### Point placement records
————

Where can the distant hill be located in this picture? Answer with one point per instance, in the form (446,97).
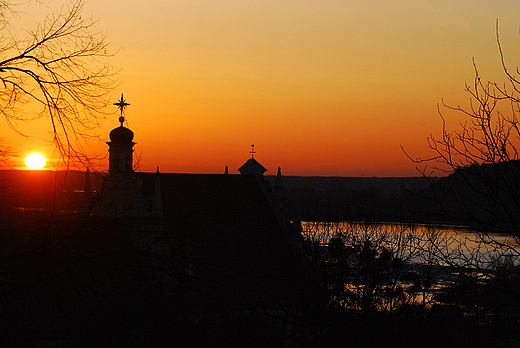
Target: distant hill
(352,198)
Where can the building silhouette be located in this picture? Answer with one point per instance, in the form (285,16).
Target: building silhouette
(179,247)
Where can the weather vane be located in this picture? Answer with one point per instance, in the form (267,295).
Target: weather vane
(121,105)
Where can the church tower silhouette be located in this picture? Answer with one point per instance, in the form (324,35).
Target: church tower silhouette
(121,146)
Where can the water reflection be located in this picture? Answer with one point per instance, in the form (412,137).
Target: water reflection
(375,266)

————

### Given problem
Could you repeat the records above word for word, leaving out the pictures?

### Full output
Where can the distant hill be located in this picture? Answer with one point per instance, in the form (446,97).
Target: distant hill
(352,198)
Where can the building silhouette be located in this picture? Answer with one point per instance, in the form (285,16).
Target: building silhouette
(179,247)
Where can the weather vane be located in this picture? Answer with one point per instance, in the form (267,295).
Target: weather vane
(121,105)
Where can the church tower silhouette be located in this picture? Answer with one point per instance, in the form (324,35).
Target: church tower silhouette
(121,146)
Where can the water reflection be located in this picture? Answer with one point per instance, in the form (412,137).
Target: water reflection
(375,266)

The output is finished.